[Contour labeling items]
═══

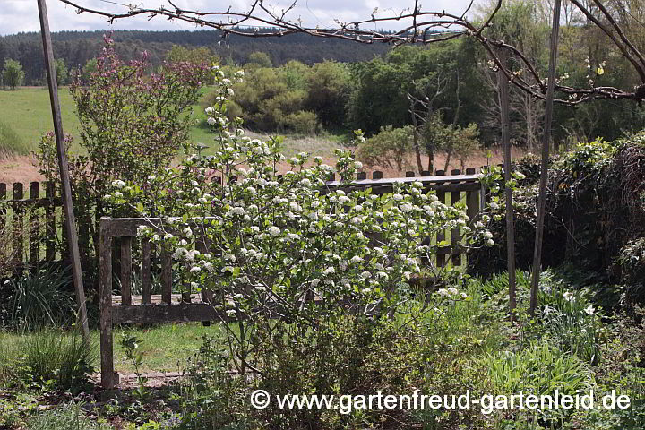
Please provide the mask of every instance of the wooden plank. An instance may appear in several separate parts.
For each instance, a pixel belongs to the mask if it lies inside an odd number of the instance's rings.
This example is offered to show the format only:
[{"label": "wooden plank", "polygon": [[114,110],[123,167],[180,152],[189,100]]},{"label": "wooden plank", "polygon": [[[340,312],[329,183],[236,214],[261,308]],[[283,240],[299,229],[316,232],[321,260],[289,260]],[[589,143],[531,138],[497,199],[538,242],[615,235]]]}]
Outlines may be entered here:
[{"label": "wooden plank", "polygon": [[141,281],[142,281],[142,303],[150,305],[152,303],[152,272],[150,263],[150,242],[148,239],[142,240],[142,266],[141,266]]},{"label": "wooden plank", "polygon": [[[0,233],[4,232],[6,225],[6,209],[4,202],[6,201],[6,184],[0,183]],[[3,237],[4,239],[4,237]]]},{"label": "wooden plank", "polygon": [[[437,170],[435,172],[435,175],[437,176],[443,176],[443,170]],[[436,196],[439,199],[439,202],[445,204],[445,192],[444,191],[437,190]],[[445,230],[442,229],[437,232],[437,244],[443,240],[445,240]],[[438,267],[445,266],[445,254],[437,253],[437,266]]]},{"label": "wooden plank", "polygon": [[[39,198],[40,183],[30,183],[30,200]],[[36,268],[40,260],[40,210],[32,207],[30,211],[30,265],[32,268]]]},{"label": "wooden plank", "polygon": [[56,82],[56,64],[54,64],[54,52],[52,49],[51,34],[49,32],[49,20],[47,19],[47,4],[45,0],[37,0],[39,16],[40,18],[40,36],[45,57],[45,69],[47,70],[47,84],[49,87],[49,104],[51,106],[52,119],[54,121],[54,133],[56,141],[56,155],[58,156],[58,168],[61,184],[63,185],[63,207],[65,212],[65,224],[67,227],[67,242],[70,249],[72,262],[72,278],[73,279],[74,292],[76,293],[76,305],[78,321],[82,327],[85,339],[90,337],[90,328],[87,321],[87,306],[85,304],[85,289],[82,285],[82,271],[81,269],[81,256],[78,250],[78,237],[76,235],[76,220],[74,219],[73,202],[72,202],[72,187],[70,185],[69,167],[67,165],[67,153],[63,133],[63,119],[58,99],[58,84]]},{"label": "wooden plank", "polygon": [[226,314],[205,303],[115,306],[112,311],[115,324],[229,320]]},{"label": "wooden plank", "polygon": [[172,255],[170,251],[161,251],[161,300],[170,305],[172,297]]},{"label": "wooden plank", "polygon": [[469,191],[466,193],[466,215],[470,219],[469,222],[469,226],[475,224],[478,219],[479,215],[479,202],[480,202],[480,192]]},{"label": "wooden plank", "polygon": [[[13,183],[13,200],[22,200],[24,197],[22,184],[20,182]],[[17,265],[22,265],[23,260],[23,239],[24,239],[24,207],[13,206],[13,246],[12,252],[13,261]]]},{"label": "wooden plank", "polygon": [[[45,184],[45,198],[53,202],[56,194],[56,185],[48,181]],[[53,262],[56,260],[56,210],[53,205],[45,207],[45,260]]]},{"label": "wooden plank", "polygon": [[185,302],[185,303],[190,303],[191,300],[193,299],[193,297],[191,296],[193,294],[193,291],[191,288],[191,283],[190,283],[190,280],[188,280],[188,279],[187,279],[189,271],[190,271],[190,264],[186,264],[185,265],[185,273],[186,274],[185,274],[185,277],[184,277],[184,281],[182,283],[183,289],[184,289],[184,291],[182,291],[182,302]]},{"label": "wooden plank", "polygon": [[[451,172],[451,175],[460,175],[461,172],[460,170],[452,170]],[[451,193],[451,205],[455,206],[457,203],[460,202],[461,200],[461,193],[459,191],[453,191]],[[459,228],[452,228],[451,231],[451,245],[452,245],[452,249],[454,250],[452,254],[452,265],[453,266],[460,266],[461,265],[461,254],[457,254],[457,248],[459,247],[459,244],[461,243],[461,232]]]},{"label": "wooden plank", "polygon": [[114,350],[112,339],[112,236],[109,234],[110,219],[100,219],[99,248],[99,294],[100,327],[101,385],[115,385]]},{"label": "wooden plank", "polygon": [[121,304],[132,304],[132,237],[121,237]]}]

═══

Written exercise:
Give every line from the start of the material through the line containing "Outlines may be", inclusive, as a Markdown table with the columns n and Line, numbering the rows in order. Leave out blank lines and the pictures.

Written solution:
| n | Line |
|---|---|
| 1 | Please provide the mask of every instance of the wooden plank. An instance may appear in several separate parts. |
| 2 | For each instance, a pixel belongs to the mask if it lies inside an odd number of the instance's rings. |
| 3 | This example is offered to show the format only: |
| 4 | [{"label": "wooden plank", "polygon": [[114,110],[123,167],[180,152],[189,100]]},{"label": "wooden plank", "polygon": [[[340,312],[329,183],[236,214],[261,308]],[[283,240],[299,229],[316,232],[321,260],[289,260]],[[589,143],[531,138],[497,199],[538,242],[615,235]]]}] |
| 5 | Outlines may be entered here: |